---------- Материал для задания

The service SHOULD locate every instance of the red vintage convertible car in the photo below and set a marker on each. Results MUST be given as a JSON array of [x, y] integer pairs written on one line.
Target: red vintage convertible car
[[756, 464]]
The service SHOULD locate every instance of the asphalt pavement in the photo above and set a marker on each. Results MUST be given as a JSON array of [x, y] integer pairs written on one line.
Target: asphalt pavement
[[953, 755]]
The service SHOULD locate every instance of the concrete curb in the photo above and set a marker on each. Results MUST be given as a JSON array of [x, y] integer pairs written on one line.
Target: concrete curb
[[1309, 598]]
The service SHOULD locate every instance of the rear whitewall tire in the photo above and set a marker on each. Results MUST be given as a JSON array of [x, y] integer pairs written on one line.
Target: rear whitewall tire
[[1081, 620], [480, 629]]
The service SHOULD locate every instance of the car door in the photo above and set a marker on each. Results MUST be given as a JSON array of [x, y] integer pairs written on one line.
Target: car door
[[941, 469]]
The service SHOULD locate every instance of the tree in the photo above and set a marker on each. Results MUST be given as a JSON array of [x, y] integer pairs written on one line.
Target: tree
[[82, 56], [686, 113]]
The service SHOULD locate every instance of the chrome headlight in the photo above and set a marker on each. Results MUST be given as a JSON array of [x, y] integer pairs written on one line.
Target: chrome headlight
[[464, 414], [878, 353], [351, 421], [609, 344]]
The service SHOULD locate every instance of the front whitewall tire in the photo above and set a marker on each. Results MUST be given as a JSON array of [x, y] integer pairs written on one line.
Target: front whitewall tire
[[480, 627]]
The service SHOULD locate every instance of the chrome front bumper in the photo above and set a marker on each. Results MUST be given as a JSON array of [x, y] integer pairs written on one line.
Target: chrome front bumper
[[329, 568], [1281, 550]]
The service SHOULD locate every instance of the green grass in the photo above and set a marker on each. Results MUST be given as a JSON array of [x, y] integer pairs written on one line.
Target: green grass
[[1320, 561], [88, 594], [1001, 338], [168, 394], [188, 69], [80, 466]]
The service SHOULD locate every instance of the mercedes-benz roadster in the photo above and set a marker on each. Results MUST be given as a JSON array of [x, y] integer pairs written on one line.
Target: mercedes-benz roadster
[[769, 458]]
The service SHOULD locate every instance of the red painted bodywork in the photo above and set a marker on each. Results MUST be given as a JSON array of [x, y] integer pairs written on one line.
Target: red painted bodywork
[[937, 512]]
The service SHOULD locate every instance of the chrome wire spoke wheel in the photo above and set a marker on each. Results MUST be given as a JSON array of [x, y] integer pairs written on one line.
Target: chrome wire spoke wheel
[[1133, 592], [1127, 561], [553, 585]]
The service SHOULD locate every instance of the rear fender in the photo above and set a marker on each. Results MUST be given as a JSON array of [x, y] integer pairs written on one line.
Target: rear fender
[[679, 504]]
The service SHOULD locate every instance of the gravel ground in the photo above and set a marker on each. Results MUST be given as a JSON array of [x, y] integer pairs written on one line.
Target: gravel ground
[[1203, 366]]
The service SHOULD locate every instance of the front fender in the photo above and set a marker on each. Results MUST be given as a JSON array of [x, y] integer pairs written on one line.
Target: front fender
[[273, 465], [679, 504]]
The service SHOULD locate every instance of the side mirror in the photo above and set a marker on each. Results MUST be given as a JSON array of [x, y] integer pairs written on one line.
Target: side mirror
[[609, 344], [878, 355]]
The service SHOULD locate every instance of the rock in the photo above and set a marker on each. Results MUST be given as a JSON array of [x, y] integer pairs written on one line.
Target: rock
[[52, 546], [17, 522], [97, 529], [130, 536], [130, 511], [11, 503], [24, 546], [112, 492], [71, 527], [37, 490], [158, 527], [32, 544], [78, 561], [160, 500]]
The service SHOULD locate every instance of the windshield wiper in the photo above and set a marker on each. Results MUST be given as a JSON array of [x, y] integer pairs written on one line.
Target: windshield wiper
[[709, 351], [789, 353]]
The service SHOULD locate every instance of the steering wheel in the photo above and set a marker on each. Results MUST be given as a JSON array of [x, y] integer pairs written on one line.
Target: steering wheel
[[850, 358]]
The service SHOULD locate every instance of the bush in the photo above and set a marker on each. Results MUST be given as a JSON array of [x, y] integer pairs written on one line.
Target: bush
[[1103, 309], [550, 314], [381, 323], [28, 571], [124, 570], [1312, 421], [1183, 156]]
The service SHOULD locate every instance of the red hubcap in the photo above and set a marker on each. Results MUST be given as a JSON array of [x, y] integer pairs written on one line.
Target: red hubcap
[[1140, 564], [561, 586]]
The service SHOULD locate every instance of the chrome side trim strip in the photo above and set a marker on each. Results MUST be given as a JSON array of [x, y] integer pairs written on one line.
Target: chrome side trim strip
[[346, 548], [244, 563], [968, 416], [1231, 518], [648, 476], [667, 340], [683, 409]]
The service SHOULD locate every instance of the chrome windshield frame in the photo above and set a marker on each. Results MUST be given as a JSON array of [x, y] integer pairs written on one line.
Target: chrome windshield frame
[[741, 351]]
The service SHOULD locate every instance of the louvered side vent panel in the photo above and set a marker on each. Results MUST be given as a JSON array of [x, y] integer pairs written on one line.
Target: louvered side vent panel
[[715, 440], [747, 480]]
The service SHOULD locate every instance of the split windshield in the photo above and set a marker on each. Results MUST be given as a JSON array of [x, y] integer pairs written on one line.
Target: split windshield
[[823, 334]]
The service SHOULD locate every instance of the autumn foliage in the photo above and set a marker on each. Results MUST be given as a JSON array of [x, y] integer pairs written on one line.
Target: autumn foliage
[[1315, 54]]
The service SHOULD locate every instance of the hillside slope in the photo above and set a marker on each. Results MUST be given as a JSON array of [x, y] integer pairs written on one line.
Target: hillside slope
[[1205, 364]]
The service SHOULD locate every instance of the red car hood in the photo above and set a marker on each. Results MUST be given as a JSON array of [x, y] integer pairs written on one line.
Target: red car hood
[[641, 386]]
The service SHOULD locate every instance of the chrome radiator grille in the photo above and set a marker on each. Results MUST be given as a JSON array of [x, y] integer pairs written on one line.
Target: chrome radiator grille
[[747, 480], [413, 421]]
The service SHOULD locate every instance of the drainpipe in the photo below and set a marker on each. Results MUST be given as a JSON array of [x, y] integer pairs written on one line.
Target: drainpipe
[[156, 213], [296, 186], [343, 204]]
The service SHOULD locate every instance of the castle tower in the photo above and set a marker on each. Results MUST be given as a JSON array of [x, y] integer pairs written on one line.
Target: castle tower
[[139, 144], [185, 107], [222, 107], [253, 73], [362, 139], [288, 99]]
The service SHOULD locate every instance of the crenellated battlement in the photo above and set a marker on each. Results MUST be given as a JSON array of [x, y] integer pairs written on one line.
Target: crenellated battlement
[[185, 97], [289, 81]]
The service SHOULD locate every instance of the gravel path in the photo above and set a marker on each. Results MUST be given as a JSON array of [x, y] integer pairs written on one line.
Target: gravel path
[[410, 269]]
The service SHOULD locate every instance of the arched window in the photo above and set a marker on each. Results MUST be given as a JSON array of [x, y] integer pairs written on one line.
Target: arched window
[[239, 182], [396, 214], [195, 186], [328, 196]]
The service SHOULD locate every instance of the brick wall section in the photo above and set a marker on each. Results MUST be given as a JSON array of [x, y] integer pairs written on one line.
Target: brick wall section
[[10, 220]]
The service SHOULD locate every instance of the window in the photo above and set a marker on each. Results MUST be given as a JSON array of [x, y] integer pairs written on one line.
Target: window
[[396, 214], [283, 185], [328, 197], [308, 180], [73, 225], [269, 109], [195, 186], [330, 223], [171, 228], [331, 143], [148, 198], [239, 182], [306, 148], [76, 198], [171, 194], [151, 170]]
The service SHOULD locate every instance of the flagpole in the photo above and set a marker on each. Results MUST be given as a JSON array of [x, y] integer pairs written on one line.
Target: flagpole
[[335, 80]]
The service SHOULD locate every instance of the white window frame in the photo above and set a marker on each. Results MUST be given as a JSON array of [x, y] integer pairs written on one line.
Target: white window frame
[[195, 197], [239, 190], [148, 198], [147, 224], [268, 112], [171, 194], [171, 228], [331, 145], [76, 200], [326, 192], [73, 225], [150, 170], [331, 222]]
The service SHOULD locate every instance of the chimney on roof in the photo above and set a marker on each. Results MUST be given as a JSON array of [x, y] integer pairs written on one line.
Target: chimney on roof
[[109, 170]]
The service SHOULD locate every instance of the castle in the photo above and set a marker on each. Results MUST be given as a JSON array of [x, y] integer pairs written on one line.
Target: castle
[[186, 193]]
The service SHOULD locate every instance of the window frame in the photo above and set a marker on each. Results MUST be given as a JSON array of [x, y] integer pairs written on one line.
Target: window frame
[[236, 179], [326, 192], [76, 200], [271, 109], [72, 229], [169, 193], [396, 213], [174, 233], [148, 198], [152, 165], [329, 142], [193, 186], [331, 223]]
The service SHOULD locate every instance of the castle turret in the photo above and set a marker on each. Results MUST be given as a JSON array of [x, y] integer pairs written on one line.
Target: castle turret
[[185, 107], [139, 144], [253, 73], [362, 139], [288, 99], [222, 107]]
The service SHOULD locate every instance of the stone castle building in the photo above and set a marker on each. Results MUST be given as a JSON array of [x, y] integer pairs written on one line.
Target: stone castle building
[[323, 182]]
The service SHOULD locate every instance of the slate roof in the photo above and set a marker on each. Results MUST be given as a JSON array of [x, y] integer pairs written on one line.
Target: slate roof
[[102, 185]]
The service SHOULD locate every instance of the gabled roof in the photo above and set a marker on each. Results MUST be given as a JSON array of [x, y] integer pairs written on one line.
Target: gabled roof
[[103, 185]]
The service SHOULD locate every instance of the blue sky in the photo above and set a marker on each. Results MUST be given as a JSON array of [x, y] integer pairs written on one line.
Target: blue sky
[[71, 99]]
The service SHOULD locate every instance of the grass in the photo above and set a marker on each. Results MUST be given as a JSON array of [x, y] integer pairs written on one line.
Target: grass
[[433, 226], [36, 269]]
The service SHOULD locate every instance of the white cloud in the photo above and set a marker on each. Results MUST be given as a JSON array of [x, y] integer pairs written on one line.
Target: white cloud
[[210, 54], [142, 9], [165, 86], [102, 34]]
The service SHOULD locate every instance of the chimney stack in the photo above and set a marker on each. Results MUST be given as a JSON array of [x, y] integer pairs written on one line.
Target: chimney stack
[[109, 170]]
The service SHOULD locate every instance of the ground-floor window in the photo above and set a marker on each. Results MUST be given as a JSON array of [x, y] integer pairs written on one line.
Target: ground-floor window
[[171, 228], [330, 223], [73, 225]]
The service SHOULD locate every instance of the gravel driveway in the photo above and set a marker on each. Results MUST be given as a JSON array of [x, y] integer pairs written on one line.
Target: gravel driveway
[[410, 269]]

--------------------

§ **Задание**: Измените строки от строки с «The service SHOULD locate every instance of the ground-floor» до строки с «[[171, 228], [330, 223], [73, 225]]»: замените «ground-floor window» на «upper-floor window», остальное оставьте без изменений.

§ **Решение**:
The service SHOULD locate every instance of the upper-floor window in the photo above and set a marker on each. Results MUST be given as a JSON array of [x, y] integer pairs written on one line.
Target: upper-floor window
[[171, 228], [330, 223], [73, 225]]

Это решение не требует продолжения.